-- Begin --

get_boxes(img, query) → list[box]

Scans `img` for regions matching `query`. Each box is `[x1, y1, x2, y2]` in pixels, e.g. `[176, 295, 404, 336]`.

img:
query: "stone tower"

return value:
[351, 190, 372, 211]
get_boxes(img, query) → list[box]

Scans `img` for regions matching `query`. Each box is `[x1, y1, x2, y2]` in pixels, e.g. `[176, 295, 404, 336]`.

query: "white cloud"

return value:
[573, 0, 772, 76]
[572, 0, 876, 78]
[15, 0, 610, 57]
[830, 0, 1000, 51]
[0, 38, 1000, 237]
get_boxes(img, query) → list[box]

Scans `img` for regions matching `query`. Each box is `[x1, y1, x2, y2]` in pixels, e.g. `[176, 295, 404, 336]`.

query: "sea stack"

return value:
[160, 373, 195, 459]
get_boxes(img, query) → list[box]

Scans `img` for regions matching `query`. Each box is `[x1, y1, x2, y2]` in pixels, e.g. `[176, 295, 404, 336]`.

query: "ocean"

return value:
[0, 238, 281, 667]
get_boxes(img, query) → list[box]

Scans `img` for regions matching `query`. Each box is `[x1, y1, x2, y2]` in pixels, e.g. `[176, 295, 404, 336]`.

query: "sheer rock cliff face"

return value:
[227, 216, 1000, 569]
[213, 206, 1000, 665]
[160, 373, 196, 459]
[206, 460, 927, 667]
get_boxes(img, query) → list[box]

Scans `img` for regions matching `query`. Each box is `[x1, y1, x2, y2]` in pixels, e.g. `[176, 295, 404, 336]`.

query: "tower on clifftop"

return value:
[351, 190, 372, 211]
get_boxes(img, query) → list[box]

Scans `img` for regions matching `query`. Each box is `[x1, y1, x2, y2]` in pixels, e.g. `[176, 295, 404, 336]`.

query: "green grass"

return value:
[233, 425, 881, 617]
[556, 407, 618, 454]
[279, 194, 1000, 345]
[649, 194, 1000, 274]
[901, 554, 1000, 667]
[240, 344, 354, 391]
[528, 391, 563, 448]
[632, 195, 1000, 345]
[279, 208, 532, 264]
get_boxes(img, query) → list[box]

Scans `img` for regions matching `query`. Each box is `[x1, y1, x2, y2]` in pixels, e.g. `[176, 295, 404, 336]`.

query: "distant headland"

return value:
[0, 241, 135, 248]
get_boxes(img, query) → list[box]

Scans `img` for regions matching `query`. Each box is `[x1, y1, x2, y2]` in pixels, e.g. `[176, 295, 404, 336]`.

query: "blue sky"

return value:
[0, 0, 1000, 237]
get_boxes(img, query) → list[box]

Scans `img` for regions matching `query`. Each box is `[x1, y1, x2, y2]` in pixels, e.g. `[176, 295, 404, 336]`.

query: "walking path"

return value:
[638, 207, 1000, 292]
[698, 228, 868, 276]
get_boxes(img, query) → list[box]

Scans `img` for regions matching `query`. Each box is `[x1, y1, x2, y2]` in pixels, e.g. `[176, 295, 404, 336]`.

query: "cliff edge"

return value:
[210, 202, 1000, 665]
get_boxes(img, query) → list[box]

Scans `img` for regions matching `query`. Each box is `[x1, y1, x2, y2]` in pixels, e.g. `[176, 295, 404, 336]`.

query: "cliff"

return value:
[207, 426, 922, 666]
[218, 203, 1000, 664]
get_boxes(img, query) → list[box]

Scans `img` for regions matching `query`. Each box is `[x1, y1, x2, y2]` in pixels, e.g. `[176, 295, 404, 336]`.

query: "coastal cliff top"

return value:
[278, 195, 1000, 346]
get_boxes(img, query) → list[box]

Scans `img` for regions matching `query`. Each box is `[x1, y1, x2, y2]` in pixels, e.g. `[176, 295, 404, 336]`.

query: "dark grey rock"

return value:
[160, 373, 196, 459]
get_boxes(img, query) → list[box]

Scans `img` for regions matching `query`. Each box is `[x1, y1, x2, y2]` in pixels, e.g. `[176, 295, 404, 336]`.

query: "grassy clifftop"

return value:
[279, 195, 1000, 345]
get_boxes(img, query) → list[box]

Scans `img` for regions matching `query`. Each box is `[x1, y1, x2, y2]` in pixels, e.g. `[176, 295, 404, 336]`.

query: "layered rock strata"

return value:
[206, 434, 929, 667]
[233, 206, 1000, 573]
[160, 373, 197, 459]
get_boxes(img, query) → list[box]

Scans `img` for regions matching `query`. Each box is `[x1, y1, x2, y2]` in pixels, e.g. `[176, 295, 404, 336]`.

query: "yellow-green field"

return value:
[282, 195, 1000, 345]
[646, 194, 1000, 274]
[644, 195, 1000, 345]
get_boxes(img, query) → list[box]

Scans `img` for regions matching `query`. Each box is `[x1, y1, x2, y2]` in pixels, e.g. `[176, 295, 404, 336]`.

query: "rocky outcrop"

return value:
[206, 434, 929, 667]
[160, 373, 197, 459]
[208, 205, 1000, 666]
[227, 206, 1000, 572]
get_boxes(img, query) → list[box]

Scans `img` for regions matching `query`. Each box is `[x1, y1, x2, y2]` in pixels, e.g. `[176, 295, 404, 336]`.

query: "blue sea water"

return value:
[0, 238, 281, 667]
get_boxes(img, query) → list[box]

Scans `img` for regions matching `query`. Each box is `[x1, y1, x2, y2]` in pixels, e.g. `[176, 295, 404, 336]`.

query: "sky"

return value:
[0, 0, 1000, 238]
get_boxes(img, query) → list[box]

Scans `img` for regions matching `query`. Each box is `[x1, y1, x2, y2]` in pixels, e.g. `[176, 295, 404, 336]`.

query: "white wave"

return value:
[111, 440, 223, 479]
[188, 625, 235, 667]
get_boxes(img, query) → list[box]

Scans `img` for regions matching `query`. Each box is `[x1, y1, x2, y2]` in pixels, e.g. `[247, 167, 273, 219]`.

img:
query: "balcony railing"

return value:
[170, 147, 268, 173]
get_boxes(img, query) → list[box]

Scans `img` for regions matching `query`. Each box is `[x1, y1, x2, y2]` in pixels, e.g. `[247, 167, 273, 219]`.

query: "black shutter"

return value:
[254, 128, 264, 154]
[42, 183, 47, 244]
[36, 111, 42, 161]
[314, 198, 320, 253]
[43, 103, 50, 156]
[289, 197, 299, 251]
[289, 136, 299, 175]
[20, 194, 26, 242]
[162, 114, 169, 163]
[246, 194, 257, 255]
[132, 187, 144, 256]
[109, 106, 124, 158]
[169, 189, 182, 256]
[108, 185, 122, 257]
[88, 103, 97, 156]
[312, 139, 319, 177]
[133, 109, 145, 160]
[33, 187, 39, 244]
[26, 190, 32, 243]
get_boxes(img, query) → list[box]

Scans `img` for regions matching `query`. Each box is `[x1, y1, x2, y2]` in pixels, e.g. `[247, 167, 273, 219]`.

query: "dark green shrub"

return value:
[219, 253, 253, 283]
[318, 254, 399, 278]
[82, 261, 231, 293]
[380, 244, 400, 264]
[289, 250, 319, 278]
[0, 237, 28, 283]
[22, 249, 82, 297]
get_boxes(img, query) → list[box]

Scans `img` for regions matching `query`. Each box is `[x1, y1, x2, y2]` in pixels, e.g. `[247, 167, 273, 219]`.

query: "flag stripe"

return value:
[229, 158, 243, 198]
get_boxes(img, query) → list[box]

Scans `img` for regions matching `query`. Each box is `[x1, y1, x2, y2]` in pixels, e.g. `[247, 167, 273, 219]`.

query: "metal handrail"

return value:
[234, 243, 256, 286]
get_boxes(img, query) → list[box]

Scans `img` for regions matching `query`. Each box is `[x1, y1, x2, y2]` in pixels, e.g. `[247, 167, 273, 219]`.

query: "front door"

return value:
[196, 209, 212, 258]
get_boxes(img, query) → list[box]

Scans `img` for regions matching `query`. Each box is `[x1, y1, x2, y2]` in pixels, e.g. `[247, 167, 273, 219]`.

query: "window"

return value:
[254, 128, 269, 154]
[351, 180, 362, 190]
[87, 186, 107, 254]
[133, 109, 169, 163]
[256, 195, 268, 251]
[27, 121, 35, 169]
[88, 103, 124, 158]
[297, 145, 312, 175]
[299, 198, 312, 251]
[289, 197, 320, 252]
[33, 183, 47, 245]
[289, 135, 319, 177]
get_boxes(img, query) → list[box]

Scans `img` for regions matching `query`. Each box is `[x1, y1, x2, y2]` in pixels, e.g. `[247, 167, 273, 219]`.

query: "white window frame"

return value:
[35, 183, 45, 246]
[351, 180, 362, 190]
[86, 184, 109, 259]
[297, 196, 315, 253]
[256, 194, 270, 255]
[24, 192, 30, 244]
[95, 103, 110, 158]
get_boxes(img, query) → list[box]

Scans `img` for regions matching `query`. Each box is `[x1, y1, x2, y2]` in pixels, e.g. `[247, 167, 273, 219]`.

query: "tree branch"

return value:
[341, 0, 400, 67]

-- End --

• **CHALLENGE**
Give the listing above, from its first line through the line containing "[0, 38, 1000, 237]", as a Markdown table with columns "Row" and "Line", leaving out blank lines.

• **SOLUTION**
| Row | Line |
|---|---|
| 1 | get_boxes(img, query) → list[box] |
| 2 | Scans `img` for regions matching `query`. Each box is `[x1, y1, x2, y2]` in pixels, e.g. `[176, 295, 404, 336]`. |
| 3 | img: |
| 4 | query: "stone tower" |
| 5 | return value: |
| 6 | [351, 190, 372, 211] |
| 7 | get_boxes(img, query) → list[box] |
| 8 | Scans `img` for regions matching `query`. Each box is `[x1, y1, x2, y2]` in pixels, e.g. `[176, 295, 404, 336]`. |
| 9 | query: "white cloud" |
| 10 | return value: |
| 11 | [573, 0, 772, 76] |
| 12 | [572, 0, 876, 78] |
| 13 | [15, 0, 610, 57] |
| 14 | [830, 0, 1000, 51] |
| 15 | [0, 38, 1000, 237] |